* Provided text:
When Matt finally has David Burton at his mercy, tied to a wheelchair next to a caged lion said to be a descendent of Frasier’s, we get to the heart of Matt’s righteous anger. David Burton has to be a liar. If he also has the power of resurrection, what does that mean for Kevin? Is Kevin less special? Is it all fake? Matt needs it to be real because he has, continuously, seen everything that has happened in his life as a test of his faith, and he’s lost so much to ensure he passed. As I suspected on the podcast, Matt’s cancer has returned. If David is God, Matt would like to know why his faith is now being punished.
He doesn’t like David’s flippant answers. As God, he has a lot going on and can’t be held responsible for everything. He does, however, take credit for the Sudden Departure; done simply because he could. Matt only endured sacrifices because he assumed God was watching, and since he says he wasn’t, Matt ultimately did all of those things for himself. Matt takes this an interesting way. What David could be saying, and what I assumed he meant, was that Matt wanted to be a good person so he tried his best to do what he thought a good, god-fearing man would. Isn’t that better than doing the right thing because you’re expecting a reward and you fear you’re being watched? Matt sees this as an admonishment (he’s selfish, needs to be a martyr, etc.) and asks if that’s why God allowed his cancer to return. Yes, David says, but he’s also willing to take it away with just a snap of his fingers.

* Task list:
A - Retype the part of the passage about Matt and David Burton that opens with the words containing "When Matt finally" and closes with "now being punished.".
B - Continue the passage about Matt's confrontation with David Burton from the point where it stops.

* Excerpted records:
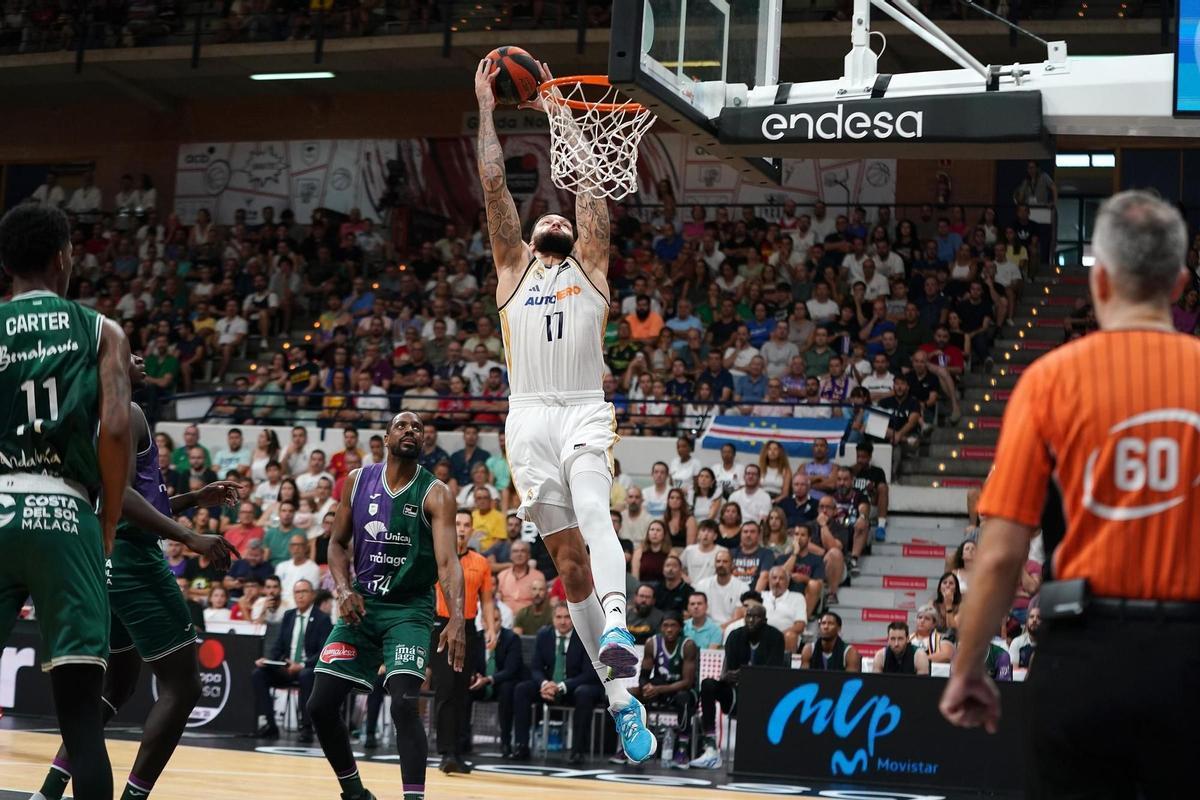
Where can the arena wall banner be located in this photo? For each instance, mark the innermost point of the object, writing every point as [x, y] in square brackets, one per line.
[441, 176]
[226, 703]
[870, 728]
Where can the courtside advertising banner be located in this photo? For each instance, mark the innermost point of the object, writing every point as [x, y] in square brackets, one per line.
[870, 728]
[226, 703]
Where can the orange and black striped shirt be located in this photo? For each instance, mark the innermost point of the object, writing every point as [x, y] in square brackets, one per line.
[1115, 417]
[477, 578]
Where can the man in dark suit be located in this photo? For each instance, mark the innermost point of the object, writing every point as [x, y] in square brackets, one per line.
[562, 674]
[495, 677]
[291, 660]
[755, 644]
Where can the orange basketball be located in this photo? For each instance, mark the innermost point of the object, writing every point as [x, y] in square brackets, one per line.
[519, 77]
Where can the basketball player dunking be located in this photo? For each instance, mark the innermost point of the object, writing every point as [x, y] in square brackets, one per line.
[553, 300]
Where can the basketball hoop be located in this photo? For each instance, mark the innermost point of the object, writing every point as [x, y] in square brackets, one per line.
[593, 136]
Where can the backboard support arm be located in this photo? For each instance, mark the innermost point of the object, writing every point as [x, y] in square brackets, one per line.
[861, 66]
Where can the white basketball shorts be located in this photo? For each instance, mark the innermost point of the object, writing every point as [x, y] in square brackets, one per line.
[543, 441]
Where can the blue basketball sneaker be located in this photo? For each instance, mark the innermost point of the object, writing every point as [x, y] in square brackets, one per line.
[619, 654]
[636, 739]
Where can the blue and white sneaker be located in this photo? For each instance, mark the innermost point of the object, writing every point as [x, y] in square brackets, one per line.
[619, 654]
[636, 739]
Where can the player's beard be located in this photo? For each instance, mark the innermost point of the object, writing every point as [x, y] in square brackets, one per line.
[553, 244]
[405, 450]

---

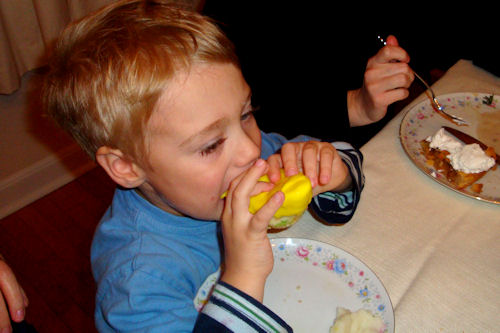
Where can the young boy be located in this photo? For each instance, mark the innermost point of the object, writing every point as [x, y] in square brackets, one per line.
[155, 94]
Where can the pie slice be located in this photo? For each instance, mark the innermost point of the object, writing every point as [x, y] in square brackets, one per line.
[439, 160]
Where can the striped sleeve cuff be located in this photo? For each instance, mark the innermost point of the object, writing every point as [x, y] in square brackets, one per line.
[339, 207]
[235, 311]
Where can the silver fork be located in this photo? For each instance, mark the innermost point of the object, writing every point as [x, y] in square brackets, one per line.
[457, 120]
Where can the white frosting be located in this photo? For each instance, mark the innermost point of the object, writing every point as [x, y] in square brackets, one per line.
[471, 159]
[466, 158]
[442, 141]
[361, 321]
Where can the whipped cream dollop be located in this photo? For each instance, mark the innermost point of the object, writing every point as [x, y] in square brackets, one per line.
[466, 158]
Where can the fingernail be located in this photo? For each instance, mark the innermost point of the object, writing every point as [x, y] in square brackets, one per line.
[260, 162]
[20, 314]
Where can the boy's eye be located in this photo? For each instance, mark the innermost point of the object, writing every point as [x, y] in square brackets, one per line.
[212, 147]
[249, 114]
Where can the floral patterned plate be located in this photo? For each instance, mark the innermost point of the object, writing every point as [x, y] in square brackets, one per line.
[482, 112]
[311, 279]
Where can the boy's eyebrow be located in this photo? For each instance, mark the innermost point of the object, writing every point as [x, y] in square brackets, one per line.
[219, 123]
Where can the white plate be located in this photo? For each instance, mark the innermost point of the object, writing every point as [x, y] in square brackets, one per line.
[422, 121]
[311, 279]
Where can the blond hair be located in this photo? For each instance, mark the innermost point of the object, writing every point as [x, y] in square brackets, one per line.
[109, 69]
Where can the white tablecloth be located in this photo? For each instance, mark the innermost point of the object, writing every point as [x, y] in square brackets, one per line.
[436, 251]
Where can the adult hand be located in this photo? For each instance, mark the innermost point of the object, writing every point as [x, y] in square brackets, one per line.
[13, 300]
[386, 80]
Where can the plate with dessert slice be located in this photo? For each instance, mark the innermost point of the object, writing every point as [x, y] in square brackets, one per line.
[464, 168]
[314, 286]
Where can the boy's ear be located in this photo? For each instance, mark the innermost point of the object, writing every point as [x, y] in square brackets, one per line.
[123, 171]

...

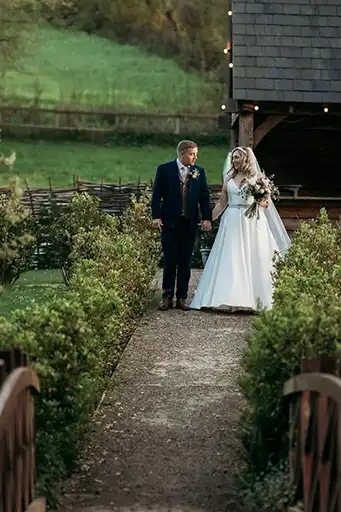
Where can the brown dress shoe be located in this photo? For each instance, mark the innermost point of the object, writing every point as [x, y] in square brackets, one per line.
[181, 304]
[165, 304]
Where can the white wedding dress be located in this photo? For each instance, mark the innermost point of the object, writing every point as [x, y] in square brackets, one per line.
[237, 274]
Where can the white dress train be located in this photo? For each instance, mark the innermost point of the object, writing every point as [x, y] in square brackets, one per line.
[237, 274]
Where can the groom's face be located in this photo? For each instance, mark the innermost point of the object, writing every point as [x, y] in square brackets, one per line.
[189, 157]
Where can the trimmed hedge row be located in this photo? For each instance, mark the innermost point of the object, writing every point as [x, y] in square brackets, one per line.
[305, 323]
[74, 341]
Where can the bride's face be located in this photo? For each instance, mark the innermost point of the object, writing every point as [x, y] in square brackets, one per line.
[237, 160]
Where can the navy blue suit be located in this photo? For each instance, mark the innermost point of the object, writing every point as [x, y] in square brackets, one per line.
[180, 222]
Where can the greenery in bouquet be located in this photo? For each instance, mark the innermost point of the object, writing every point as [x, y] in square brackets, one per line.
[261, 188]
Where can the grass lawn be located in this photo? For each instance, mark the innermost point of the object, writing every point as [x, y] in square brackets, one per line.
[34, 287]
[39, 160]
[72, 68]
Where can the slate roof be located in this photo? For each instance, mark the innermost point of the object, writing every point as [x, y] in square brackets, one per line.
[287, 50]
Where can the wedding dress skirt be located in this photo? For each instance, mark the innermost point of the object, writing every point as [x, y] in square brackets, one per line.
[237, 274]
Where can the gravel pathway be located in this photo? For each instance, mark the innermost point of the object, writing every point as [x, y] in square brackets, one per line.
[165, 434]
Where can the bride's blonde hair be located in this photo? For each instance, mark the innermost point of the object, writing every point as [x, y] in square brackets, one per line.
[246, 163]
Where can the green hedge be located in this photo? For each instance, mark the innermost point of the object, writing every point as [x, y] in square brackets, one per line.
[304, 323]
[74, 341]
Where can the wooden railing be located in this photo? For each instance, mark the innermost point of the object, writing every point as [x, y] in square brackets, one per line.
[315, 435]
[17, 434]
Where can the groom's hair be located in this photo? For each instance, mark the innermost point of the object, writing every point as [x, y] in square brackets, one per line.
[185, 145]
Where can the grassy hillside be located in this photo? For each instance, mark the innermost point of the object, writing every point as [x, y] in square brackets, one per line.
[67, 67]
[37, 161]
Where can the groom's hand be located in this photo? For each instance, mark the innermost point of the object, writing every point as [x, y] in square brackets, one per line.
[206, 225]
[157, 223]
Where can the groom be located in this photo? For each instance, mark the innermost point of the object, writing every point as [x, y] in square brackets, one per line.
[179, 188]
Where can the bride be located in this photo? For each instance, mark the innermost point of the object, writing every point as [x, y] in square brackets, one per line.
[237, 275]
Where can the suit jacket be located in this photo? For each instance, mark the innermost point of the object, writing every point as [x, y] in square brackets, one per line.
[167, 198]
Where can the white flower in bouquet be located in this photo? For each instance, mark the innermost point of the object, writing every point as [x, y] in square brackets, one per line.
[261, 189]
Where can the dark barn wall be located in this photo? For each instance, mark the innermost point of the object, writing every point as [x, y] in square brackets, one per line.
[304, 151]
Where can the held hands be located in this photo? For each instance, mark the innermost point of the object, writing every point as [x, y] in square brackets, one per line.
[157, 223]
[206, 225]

* Answers by item:
A -
When Matt finally has David Burton at his mercy, tied to a wheelchair next to a caged lion said to be a descendent of Frasier’s, we get to the heart of Matt’s righteous anger. David Burton has to be a liar. If he also has the power of resurrection, what does that mean for Kevin? Is Kevin less special? Is it all fake? Matt needs it to be real because he has, continuously, seen everything that has happened in his life as a test of his faith, and he’s lost so much to ensure he passed. As I suspected on the podcast, Matt’s cancer has returned. If David is God, Matt would like to know why his faith is now being punished.

B -
Was it real? Did it work? Or was it just another fuck you like the “I am God” FAQ cards David hands out to strangers so as not to be bothered? Has Matt’s faith finally been broken? When the captain tells him a body was found in the water and that Matt may have to stay behind to tell the Melbourne police what he saw, Matt agrees as he has “no pressing business in Melbourne.”
On the other hand, once the boat docks, and cult protestors free the lion from its cage, Matt looks on completely unbothered as it mauls David Burton to death as he tries to flee the police. Just a crazy guy getting killed by a lion.
Of course, David Burton could pop up again, on the other side after Kevin drowns, with a helluva story about some American guy who tied him to a wheelchair shortly before he died.
Like Lost, The Leftovers has had several characters who don’t know they’re connected cross paths under bizarre circumstances. It was exciting to see David Burton somewhere other than the Other Side, and I don’t necessarily need Michael to know the letter he mailed was to the man he saw get killed by a lion, but I damn sure want to learn what David Burton whispered to Kevin or I may lose my entire shit. So, my fingers are crossed that Mr. Burton pops up once more.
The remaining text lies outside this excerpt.